Return, exactly, the line that contains "One point marks each instance of the hedge" together with all lines after it to the end of the entries, and no further lines.

+===+

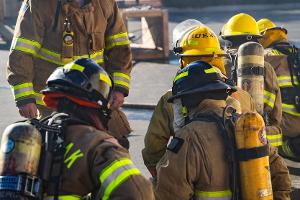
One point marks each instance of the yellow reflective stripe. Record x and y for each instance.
(26, 50)
(74, 66)
(98, 56)
(275, 144)
(23, 85)
(119, 35)
(181, 75)
(275, 139)
(64, 197)
(285, 81)
(118, 180)
(34, 48)
(24, 94)
(29, 42)
(225, 194)
(210, 71)
(276, 52)
(23, 90)
(113, 166)
(275, 136)
(290, 109)
(286, 149)
(269, 98)
(105, 78)
(25, 45)
(73, 157)
(39, 99)
(116, 74)
(122, 83)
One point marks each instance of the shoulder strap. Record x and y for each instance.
(226, 130)
(53, 130)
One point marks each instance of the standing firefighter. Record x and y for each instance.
(199, 43)
(84, 158)
(285, 58)
(200, 159)
(49, 34)
(239, 29)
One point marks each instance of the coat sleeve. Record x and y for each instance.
(159, 132)
(281, 181)
(272, 107)
(117, 176)
(26, 43)
(117, 49)
(177, 172)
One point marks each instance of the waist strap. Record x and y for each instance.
(24, 184)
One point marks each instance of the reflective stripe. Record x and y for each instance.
(26, 89)
(269, 98)
(213, 195)
(115, 174)
(23, 90)
(25, 45)
(275, 139)
(210, 71)
(121, 79)
(117, 40)
(74, 66)
(276, 52)
(106, 79)
(286, 149)
(34, 48)
(98, 56)
(285, 81)
(64, 197)
(290, 109)
(39, 99)
(181, 75)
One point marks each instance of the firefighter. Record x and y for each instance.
(94, 161)
(195, 165)
(162, 125)
(49, 34)
(284, 57)
(239, 29)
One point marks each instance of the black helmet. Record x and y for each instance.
(199, 77)
(81, 79)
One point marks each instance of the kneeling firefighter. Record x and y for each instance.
(201, 157)
(77, 156)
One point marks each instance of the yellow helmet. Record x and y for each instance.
(239, 25)
(266, 24)
(201, 41)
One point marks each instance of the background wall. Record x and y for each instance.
(201, 3)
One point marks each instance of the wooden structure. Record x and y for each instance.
(131, 3)
(154, 33)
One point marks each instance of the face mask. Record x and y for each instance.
(179, 120)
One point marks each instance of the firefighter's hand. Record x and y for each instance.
(28, 110)
(116, 100)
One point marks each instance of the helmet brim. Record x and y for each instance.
(197, 53)
(275, 28)
(211, 87)
(240, 35)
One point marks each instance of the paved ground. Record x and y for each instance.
(151, 80)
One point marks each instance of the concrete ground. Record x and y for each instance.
(151, 79)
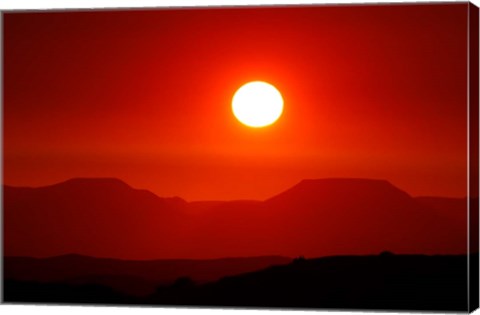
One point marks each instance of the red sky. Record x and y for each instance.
(145, 96)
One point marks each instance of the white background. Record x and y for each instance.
(97, 310)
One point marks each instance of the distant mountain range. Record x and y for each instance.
(105, 217)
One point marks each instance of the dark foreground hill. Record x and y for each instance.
(130, 277)
(322, 217)
(384, 282)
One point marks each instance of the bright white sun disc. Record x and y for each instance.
(257, 104)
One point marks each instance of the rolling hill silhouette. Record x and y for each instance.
(130, 277)
(108, 218)
(375, 282)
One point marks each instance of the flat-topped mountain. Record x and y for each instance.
(108, 218)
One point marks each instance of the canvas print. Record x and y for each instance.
(293, 157)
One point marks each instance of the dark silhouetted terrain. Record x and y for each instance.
(108, 218)
(380, 282)
(131, 277)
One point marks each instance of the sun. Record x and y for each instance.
(257, 104)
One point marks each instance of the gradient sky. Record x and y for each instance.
(145, 96)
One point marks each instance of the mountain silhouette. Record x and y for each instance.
(132, 277)
(108, 218)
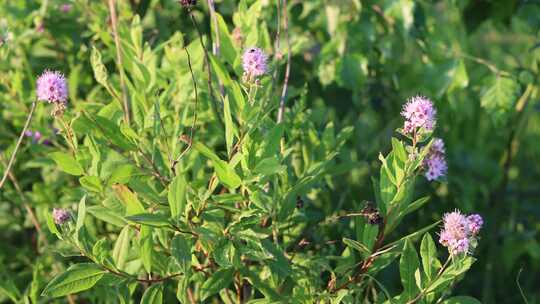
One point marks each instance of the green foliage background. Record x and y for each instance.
(354, 63)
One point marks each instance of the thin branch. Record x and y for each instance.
(114, 20)
(192, 131)
(14, 154)
(213, 102)
(216, 46)
(288, 67)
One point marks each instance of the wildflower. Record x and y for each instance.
(36, 136)
(188, 3)
(475, 223)
(52, 87)
(61, 216)
(457, 234)
(66, 7)
(254, 62)
(435, 162)
(418, 113)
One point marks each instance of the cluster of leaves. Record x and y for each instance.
(201, 196)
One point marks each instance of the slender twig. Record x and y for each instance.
(276, 43)
(519, 287)
(208, 69)
(114, 20)
(288, 67)
(26, 204)
(14, 154)
(216, 45)
(192, 131)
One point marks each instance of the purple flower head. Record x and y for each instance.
(52, 87)
(418, 113)
(66, 7)
(254, 62)
(459, 232)
(436, 167)
(61, 216)
(435, 162)
(456, 224)
(475, 223)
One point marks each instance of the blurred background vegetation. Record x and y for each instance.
(353, 63)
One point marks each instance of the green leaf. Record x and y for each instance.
(229, 125)
(499, 97)
(177, 196)
(67, 163)
(111, 131)
(121, 247)
(146, 248)
(91, 183)
(408, 265)
(268, 166)
(100, 71)
(458, 267)
(133, 205)
(153, 295)
(428, 252)
(226, 175)
(364, 251)
(181, 252)
(461, 300)
(107, 215)
(219, 280)
(52, 226)
(77, 278)
(149, 219)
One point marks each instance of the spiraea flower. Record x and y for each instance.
(457, 234)
(66, 8)
(419, 113)
(61, 216)
(52, 87)
(475, 223)
(435, 163)
(187, 3)
(254, 62)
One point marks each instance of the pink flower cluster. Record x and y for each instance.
(418, 113)
(460, 232)
(52, 87)
(435, 162)
(254, 62)
(61, 216)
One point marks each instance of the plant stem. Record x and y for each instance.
(19, 141)
(288, 67)
(114, 20)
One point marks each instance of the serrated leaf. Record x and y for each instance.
(219, 280)
(181, 252)
(177, 196)
(364, 251)
(107, 215)
(121, 247)
(149, 219)
(229, 125)
(461, 300)
(67, 163)
(81, 213)
(153, 295)
(133, 205)
(428, 253)
(77, 278)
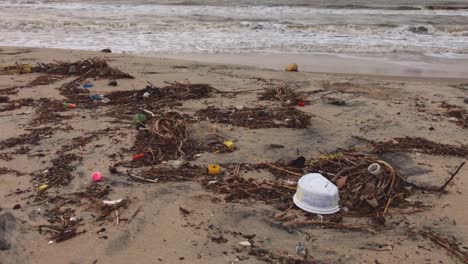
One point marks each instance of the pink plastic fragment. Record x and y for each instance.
(97, 176)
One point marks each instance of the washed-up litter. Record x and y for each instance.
(256, 117)
(286, 95)
(69, 105)
(89, 68)
(18, 68)
(292, 67)
(375, 169)
(214, 169)
(316, 194)
(229, 144)
(420, 145)
(97, 177)
(138, 156)
(112, 202)
(458, 113)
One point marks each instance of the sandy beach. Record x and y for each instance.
(177, 213)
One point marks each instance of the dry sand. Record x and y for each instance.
(378, 109)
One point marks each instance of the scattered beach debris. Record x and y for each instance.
(256, 117)
(292, 67)
(457, 113)
(316, 194)
(97, 176)
(286, 95)
(421, 145)
(89, 68)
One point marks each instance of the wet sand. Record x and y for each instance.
(410, 65)
(376, 108)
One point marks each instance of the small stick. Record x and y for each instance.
(278, 168)
(451, 178)
(134, 177)
(134, 214)
(148, 112)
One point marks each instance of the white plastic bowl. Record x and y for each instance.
(316, 194)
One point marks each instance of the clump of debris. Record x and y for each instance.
(256, 117)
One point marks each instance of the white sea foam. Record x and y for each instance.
(155, 29)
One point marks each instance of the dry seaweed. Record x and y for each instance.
(45, 80)
(256, 117)
(450, 245)
(159, 97)
(169, 174)
(9, 91)
(284, 94)
(280, 258)
(167, 138)
(4, 170)
(89, 68)
(457, 112)
(16, 104)
(421, 145)
(62, 226)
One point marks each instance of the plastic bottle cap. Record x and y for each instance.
(229, 144)
(214, 169)
(97, 176)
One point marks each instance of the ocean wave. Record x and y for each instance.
(218, 29)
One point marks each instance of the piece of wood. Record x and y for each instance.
(442, 188)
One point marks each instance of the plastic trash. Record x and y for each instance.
(375, 169)
(112, 202)
(138, 156)
(316, 194)
(72, 69)
(97, 177)
(245, 243)
(293, 67)
(69, 106)
(96, 97)
(229, 144)
(139, 118)
(177, 164)
(214, 169)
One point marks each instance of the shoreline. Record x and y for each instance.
(433, 69)
(166, 200)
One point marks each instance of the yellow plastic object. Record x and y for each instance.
(229, 144)
(26, 68)
(214, 169)
(293, 67)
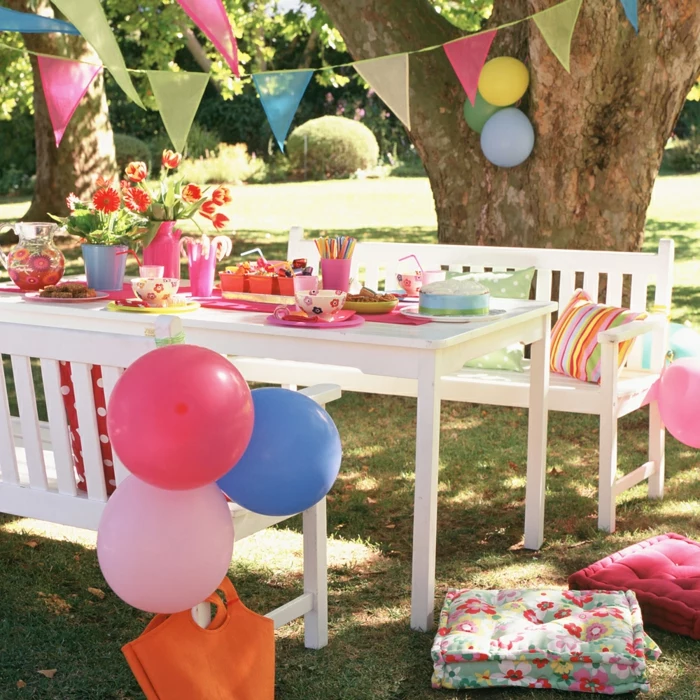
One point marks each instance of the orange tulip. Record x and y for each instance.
(171, 159)
(208, 209)
(221, 195)
(191, 194)
(136, 172)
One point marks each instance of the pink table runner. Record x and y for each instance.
(217, 302)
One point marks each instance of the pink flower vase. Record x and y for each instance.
(164, 250)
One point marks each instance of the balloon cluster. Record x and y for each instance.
(182, 418)
(507, 136)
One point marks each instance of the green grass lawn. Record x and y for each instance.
(50, 620)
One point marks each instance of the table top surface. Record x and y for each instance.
(95, 315)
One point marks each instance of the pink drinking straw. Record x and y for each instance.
(408, 257)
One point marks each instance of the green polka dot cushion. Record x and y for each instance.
(504, 285)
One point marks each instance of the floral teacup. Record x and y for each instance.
(155, 291)
(324, 303)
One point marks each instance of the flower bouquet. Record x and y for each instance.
(168, 201)
(109, 226)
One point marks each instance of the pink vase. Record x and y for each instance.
(164, 250)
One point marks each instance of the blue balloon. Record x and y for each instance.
(683, 341)
(507, 138)
(293, 457)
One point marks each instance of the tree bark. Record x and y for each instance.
(87, 148)
(600, 131)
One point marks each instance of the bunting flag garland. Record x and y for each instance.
(178, 96)
(210, 16)
(467, 57)
(65, 84)
(90, 20)
(280, 94)
(388, 77)
(28, 23)
(630, 8)
(557, 27)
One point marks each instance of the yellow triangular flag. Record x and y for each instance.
(557, 27)
(178, 96)
(388, 77)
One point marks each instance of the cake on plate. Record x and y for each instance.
(454, 298)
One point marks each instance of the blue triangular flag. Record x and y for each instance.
(29, 23)
(280, 94)
(630, 7)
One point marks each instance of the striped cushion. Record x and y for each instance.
(575, 348)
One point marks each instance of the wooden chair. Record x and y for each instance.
(37, 478)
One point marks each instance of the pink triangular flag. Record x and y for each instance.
(467, 57)
(210, 16)
(65, 84)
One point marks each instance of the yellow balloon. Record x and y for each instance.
(503, 81)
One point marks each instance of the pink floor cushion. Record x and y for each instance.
(663, 572)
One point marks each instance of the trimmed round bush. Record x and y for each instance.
(337, 147)
(129, 149)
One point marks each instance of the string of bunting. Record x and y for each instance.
(178, 94)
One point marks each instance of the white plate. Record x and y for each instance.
(34, 296)
(413, 312)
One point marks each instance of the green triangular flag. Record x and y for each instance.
(178, 96)
(557, 27)
(90, 20)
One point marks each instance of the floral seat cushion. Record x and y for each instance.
(663, 572)
(590, 642)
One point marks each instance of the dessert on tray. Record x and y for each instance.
(67, 290)
(454, 298)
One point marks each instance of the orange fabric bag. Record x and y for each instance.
(232, 659)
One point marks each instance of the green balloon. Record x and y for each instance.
(480, 113)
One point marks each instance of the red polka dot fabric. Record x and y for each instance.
(74, 427)
(663, 572)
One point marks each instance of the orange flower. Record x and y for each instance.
(221, 195)
(171, 159)
(219, 221)
(191, 194)
(136, 199)
(208, 209)
(106, 200)
(136, 172)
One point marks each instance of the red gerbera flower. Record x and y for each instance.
(221, 195)
(136, 199)
(106, 200)
(191, 194)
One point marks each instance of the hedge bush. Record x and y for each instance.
(337, 147)
(129, 149)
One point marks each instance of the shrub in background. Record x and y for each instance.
(128, 149)
(336, 147)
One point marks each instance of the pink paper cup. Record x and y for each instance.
(335, 273)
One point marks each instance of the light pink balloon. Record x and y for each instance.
(164, 551)
(679, 400)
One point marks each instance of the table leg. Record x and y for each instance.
(425, 499)
(537, 439)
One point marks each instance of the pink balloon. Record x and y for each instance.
(164, 551)
(180, 417)
(679, 400)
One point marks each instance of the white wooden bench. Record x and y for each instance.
(37, 478)
(619, 393)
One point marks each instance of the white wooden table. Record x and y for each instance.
(423, 353)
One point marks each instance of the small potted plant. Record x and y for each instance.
(168, 202)
(109, 225)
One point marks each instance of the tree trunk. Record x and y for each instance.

+===+

▶ Output below
One point marks each instance of the hedge bush. Record x and y for each instance.
(337, 147)
(129, 149)
One point marks each instance of the shrub in background. Record x and y for each instance.
(128, 149)
(336, 147)
One point marks each instance of the pink paper cup. Record x and y for each instance.
(335, 273)
One point marks each instance of the light pink balloon. Record x and y for each instance.
(164, 551)
(679, 400)
One point marks each instance of the table leg. Record x and y for each instance.
(425, 499)
(537, 439)
One point marks each instance of the pink balloon. Record x and y for each instance.
(164, 551)
(180, 417)
(679, 400)
One point marks each instance of the white wooden bench. Record x and y for each instance.
(37, 478)
(619, 393)
One point marks each instance of the white wooden table. Record x and y for each instance.
(423, 353)
One point marks each instance of the small potted plant. Record x and y for each instance.
(168, 202)
(109, 225)
One point marks each instance of the tree trunk. Record x and y for each instance.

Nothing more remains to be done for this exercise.